Items from a data source:
[BEGIN]

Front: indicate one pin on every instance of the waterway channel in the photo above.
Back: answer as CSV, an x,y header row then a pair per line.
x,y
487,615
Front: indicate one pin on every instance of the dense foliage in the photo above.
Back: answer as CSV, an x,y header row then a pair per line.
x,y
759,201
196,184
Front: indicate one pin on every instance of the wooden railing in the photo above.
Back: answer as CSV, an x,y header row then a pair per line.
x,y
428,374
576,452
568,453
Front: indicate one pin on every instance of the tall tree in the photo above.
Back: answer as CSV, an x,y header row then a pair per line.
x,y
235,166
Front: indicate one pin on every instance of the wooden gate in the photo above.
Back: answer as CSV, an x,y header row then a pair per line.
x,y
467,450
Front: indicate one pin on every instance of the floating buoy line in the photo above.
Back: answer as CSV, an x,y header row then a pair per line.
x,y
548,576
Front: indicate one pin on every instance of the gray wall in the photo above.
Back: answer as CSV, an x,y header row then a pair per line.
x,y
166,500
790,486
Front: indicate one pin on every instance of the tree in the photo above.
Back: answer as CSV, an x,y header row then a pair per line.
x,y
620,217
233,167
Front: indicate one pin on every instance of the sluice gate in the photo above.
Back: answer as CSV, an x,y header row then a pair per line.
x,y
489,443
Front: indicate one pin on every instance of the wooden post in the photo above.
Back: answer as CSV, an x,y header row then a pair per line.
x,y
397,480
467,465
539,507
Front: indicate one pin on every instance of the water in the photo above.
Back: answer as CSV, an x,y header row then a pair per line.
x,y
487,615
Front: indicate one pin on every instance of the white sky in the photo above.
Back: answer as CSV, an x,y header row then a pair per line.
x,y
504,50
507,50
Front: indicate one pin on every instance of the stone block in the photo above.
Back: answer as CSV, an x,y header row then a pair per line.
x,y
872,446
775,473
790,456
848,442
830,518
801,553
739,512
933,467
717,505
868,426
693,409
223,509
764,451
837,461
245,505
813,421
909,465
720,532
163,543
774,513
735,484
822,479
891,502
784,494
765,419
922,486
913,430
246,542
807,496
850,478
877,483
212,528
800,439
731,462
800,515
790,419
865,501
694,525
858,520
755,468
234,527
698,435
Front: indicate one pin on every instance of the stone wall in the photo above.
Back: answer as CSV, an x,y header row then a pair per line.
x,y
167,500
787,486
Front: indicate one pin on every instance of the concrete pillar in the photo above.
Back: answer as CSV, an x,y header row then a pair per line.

[END]

**WHAT THE TASK ASKS**
Switch "pin" to "marker" everywhere it appears in the rows, and write the rows out again with nothing else changed.

**EXERCISE SOLUTION**
Front: indicate one marker on every instance of the waterway channel in the photo above.
Back: answer as CSV, an x,y header row then a pair per line.
x,y
487,615
Front: indicate one marker on every instance of the dense foliage in the photo above.
Back: answer as CSV, an x,y header row then a pair per line.
x,y
759,201
196,184
Front: indicate one marker on every instance of the wooden railing in the photo above.
Back: answer as CSV, an x,y header row then a pair per line.
x,y
428,374
576,452
568,453
Front: indicate one marker on every instance of the tall tree in the photo above.
Back: answer as CSV, an x,y header row then a pair per line.
x,y
235,166
Front: indicate one marker on every instance of the wooden gate in the photo above.
Back: answer as CSV, an x,y header row then a pair per line.
x,y
467,450
Front: indicate one marker on every instance of the floating buoy line in the photo above.
Back: answer as CSV, an x,y header row then a pair per line.
x,y
548,576
Front: indicate one marker on every instance of the gray wall in the photo above.
Back: answer as CSV, an x,y header row then a pair per line.
x,y
166,500
790,486
Front: indicate one marker on every instance of the tree in the photo above.
Back: answer as CSV, an x,y header row then a pair per line.
x,y
620,217
233,167
Front: indicate one marker on every instance of the sluice gate in the photo above.
Back: answer as CSV, an x,y header row then a pair per line.
x,y
489,443
Front: indicate one marker on every instance of the wooden post in the photo above.
Back: answer as CSV, an x,y header row then a pair per line.
x,y
397,480
467,465
539,507
Front: indicate one marker on every instance of the water in the photo above.
Back: answer as CSV, an x,y header row then a pair per line.
x,y
487,615
Front: indicate one marker on every instance of the white sky in the photo above.
Back: answer as CSV, an x,y header row then a pair per line.
x,y
504,50
507,50
Front: indicate one marker on every instance of the stone block in the photo above.
Back: answer as CSV, an x,y header row then a pair per line.
x,y
872,446
775,473
790,456
848,442
830,518
801,553
739,512
933,467
717,505
868,426
693,409
223,509
764,451
837,461
245,505
813,421
909,465
720,532
163,543
774,513
735,484
822,479
891,502
784,494
765,419
922,486
913,430
246,542
807,496
850,478
877,483
212,528
800,439
731,462
800,515
790,419
865,501
694,525
858,520
755,468
234,527
698,435
Front: indicate one marker on every instance of the stone wall in the photo above.
Back: answer as CSV, an x,y header row then a pair per line.
x,y
167,500
787,486
Front: indicate one marker on every instance of the concrete pillar in the photo above.
Back: answer as CSV, an x,y header row then a pair per line.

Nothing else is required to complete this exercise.